### WHAT THE EXERCISE ASKS:
Which lines of the entries contain the word "frame"? Please list them.

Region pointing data
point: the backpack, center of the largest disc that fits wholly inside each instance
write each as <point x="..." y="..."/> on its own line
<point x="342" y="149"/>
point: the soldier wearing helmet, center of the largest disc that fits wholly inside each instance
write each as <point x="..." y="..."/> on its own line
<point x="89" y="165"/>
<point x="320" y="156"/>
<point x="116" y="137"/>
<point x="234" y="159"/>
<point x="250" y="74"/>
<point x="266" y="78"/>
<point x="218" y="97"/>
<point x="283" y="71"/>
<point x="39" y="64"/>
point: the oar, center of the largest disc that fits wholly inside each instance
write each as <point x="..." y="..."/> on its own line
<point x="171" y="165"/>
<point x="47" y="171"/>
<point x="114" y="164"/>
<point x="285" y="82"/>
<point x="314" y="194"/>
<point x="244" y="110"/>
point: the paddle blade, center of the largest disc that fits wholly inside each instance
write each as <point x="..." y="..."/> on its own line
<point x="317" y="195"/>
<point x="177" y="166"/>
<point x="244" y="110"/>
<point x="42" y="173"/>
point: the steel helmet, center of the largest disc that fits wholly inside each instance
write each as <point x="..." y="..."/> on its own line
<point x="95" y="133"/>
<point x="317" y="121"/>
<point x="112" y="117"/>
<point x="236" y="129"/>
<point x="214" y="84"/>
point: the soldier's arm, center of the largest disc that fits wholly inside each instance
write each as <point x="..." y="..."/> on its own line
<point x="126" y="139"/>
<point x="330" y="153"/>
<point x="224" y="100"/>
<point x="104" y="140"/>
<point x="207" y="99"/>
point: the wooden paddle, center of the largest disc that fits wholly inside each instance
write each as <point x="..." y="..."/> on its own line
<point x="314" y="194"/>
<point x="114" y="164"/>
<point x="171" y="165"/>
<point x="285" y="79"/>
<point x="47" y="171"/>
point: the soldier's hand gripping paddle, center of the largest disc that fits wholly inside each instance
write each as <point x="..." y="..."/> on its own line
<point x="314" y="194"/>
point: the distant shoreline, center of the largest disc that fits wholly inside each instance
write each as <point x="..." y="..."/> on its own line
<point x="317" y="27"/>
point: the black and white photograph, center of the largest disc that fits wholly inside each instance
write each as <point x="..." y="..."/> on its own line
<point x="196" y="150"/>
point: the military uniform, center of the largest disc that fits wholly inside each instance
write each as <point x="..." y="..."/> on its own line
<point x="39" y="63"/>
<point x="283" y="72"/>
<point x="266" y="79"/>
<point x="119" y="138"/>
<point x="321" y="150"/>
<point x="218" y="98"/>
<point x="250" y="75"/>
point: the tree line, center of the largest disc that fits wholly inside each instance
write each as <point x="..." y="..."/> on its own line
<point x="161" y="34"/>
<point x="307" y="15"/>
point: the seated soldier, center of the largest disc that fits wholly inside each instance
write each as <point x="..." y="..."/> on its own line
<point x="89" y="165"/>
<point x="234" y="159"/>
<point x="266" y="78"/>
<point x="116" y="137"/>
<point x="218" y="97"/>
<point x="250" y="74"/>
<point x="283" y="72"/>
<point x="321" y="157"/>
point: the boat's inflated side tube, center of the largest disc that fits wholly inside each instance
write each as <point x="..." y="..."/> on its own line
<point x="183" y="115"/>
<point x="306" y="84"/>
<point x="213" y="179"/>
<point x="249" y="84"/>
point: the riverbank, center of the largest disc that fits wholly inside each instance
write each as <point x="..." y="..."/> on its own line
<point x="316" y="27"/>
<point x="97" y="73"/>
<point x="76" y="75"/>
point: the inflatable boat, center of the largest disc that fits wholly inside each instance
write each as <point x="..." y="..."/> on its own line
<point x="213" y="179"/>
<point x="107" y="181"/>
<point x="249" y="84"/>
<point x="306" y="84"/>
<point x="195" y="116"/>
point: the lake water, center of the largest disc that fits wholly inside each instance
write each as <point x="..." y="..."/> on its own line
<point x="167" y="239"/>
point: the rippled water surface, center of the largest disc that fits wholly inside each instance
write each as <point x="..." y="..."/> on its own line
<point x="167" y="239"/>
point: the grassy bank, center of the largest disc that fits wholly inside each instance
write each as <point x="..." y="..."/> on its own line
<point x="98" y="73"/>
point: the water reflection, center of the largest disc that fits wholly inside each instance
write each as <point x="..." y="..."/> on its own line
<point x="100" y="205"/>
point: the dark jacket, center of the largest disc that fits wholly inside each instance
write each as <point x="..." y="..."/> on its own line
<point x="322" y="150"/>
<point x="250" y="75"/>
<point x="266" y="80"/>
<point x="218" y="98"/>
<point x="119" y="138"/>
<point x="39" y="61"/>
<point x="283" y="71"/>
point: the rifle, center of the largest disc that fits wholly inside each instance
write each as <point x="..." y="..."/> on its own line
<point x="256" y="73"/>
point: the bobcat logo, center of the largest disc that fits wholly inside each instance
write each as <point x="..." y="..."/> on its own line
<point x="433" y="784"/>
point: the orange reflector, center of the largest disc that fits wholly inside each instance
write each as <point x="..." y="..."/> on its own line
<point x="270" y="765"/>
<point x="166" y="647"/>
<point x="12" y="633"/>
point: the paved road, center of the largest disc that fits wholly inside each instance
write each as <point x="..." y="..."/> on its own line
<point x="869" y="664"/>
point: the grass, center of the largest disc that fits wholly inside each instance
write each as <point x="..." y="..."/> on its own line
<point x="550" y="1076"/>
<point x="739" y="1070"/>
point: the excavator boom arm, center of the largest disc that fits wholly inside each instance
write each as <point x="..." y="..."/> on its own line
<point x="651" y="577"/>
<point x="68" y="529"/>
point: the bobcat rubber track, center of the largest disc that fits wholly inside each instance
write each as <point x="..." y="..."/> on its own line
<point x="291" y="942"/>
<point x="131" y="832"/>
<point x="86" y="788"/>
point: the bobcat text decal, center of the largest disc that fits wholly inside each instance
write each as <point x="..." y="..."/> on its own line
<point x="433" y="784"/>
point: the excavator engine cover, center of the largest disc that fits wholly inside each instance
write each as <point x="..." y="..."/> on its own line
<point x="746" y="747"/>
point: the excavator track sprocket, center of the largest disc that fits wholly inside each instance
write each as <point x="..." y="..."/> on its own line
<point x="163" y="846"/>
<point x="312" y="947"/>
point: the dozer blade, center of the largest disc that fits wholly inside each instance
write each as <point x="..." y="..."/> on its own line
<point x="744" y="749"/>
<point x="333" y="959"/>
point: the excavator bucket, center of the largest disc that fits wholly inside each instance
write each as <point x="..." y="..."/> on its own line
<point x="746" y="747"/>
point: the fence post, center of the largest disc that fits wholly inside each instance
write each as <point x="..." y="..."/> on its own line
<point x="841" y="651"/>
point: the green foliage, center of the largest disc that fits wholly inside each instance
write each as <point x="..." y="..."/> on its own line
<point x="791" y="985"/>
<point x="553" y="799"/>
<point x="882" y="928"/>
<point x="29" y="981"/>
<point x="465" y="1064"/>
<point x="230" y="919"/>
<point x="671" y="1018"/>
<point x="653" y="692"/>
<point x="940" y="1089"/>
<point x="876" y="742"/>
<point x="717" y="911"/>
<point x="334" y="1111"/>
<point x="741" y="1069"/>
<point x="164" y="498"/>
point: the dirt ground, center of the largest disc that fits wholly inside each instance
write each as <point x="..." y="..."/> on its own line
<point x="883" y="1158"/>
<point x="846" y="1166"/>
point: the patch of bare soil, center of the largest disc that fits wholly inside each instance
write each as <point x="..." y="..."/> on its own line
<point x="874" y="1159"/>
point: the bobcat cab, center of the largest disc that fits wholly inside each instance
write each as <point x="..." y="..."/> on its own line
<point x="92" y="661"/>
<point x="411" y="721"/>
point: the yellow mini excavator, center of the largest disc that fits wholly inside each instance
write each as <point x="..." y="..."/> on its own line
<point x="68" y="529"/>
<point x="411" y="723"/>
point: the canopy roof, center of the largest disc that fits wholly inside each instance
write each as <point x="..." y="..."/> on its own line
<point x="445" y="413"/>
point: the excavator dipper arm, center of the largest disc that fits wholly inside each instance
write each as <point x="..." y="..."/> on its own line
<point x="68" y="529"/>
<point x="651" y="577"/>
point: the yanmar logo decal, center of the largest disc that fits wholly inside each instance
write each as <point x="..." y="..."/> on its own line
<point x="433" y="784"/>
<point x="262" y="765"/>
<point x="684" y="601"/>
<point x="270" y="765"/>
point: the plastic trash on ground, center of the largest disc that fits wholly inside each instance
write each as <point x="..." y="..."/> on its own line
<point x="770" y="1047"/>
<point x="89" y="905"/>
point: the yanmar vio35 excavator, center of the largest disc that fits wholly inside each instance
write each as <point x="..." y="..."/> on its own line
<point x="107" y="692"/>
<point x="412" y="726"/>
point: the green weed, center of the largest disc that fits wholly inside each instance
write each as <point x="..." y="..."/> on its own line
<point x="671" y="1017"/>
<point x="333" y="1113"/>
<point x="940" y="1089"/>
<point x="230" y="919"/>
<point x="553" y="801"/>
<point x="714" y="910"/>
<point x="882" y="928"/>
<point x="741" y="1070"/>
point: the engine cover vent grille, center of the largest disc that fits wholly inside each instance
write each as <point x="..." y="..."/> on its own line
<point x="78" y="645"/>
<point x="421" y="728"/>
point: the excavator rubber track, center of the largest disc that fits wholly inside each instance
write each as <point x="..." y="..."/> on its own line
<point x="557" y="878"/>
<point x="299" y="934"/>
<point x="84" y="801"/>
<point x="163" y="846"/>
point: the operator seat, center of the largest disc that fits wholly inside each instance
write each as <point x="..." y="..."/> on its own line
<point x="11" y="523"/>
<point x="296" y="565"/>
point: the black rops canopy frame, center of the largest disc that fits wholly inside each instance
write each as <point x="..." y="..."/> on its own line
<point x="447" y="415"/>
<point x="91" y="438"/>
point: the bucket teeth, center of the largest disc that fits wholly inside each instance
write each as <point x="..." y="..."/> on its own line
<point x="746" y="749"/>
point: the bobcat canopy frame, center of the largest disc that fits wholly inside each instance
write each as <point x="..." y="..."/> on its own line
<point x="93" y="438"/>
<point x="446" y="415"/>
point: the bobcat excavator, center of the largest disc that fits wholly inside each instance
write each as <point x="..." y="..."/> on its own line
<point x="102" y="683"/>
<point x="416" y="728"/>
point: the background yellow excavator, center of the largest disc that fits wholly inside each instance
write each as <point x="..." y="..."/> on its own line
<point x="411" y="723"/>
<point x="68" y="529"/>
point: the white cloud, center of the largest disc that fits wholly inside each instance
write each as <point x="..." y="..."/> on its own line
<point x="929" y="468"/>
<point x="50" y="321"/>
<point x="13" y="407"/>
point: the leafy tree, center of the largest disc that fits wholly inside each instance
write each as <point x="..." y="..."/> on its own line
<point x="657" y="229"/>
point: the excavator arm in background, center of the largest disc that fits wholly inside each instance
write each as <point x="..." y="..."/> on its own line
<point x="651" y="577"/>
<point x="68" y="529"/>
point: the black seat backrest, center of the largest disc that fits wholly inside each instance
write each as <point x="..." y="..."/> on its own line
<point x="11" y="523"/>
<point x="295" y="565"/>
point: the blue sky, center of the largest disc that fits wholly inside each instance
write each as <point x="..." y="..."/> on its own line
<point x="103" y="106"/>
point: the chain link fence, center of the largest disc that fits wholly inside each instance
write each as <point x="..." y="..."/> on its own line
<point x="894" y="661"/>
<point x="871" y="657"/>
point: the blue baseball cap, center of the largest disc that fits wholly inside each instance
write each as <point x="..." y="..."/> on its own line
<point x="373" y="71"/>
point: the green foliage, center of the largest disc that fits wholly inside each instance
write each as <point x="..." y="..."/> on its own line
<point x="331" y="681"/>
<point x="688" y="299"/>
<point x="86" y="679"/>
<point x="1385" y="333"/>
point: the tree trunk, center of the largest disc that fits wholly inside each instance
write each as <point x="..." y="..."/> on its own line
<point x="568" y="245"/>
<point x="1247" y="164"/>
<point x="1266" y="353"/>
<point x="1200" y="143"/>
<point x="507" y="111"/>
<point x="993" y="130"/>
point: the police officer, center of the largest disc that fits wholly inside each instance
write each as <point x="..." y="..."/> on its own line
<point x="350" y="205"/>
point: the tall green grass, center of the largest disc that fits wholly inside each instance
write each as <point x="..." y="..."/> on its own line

### WRITTEN ANSWER:
point: the black rops canopy frame, center of the largest disc that fits wholly inside each instance
point: the bobcat canopy frame, center of the largest disc that fits wholly inside each instance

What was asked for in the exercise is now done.